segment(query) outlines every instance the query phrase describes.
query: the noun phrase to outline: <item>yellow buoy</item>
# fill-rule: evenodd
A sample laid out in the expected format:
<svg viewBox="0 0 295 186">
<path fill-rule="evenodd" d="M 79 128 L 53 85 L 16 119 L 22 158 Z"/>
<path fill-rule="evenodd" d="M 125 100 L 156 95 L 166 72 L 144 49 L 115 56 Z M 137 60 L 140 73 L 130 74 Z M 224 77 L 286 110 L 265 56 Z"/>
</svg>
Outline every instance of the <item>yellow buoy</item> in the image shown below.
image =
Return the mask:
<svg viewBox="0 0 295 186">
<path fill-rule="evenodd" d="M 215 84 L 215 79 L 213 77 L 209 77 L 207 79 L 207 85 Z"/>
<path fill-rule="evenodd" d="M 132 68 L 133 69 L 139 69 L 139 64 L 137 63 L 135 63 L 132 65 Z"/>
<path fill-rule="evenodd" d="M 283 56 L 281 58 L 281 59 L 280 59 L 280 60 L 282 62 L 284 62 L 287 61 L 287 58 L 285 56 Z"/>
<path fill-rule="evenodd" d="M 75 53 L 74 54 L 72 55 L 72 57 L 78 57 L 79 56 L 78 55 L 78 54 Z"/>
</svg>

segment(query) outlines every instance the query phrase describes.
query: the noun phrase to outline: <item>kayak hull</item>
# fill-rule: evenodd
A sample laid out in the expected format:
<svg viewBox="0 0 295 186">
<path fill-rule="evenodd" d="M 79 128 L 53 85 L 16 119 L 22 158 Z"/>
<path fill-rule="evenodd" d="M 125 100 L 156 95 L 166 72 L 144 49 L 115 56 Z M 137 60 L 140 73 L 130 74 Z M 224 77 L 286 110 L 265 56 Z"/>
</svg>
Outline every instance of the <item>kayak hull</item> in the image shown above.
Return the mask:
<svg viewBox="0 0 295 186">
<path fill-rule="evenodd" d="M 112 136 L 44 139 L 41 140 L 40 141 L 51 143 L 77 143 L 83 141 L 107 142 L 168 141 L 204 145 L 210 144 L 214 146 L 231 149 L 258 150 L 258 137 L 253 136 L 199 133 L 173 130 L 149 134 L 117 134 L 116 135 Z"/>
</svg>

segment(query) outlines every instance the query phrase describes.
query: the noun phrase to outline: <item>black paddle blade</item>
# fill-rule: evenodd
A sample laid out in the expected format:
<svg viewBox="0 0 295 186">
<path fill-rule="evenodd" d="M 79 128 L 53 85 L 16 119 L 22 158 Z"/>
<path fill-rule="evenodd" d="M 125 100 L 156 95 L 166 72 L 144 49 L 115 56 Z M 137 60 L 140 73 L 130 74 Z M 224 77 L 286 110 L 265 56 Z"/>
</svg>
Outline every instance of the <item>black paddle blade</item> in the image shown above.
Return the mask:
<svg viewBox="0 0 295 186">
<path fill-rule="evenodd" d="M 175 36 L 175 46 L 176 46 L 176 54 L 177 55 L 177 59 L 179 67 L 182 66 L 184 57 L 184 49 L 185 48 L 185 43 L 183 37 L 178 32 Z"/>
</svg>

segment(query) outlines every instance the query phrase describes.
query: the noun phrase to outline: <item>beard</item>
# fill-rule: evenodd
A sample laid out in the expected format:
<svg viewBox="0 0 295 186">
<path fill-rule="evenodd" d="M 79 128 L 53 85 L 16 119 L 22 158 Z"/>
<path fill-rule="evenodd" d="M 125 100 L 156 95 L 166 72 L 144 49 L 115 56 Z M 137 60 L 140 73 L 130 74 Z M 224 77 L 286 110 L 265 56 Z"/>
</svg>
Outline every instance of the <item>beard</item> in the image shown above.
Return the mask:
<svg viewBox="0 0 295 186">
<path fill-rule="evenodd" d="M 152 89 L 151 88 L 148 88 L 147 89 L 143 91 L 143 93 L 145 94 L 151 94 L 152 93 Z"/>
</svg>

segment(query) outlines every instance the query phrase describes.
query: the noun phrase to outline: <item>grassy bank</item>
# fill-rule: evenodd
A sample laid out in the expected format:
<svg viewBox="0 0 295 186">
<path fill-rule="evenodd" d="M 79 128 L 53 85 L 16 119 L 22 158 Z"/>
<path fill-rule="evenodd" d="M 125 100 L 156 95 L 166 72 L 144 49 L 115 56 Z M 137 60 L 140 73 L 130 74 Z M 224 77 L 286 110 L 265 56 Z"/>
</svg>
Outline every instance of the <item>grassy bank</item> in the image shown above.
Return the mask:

» WHAT NEEDS TO BE DONE
Copy out the records verbatim from the first line through the line that contains "283 56 L 281", including both of those lines.

» THE SOLUTION
segment(query) outlines every instance the query phrase describes.
query: the noun phrase to outline: <item>yellow buoy</item>
# fill-rule: evenodd
A sample laid out in the expected format:
<svg viewBox="0 0 295 186">
<path fill-rule="evenodd" d="M 79 128 L 53 85 L 16 119 L 22 158 Z"/>
<path fill-rule="evenodd" d="M 125 100 L 156 95 L 166 72 L 144 49 L 115 56 Z M 137 60 L 140 73 L 130 74 Z M 224 77 L 286 110 L 265 56 Z"/>
</svg>
Outline every instance of the <item>yellow buoy</item> in the image shown below.
image =
Return the mask:
<svg viewBox="0 0 295 186">
<path fill-rule="evenodd" d="M 215 84 L 215 79 L 213 77 L 209 77 L 207 79 L 207 85 Z"/>
<path fill-rule="evenodd" d="M 132 68 L 133 69 L 139 69 L 139 64 L 137 63 L 135 63 L 132 65 Z"/>
<path fill-rule="evenodd" d="M 283 56 L 281 58 L 281 59 L 280 59 L 280 60 L 282 62 L 284 62 L 287 61 L 287 58 L 285 56 Z"/>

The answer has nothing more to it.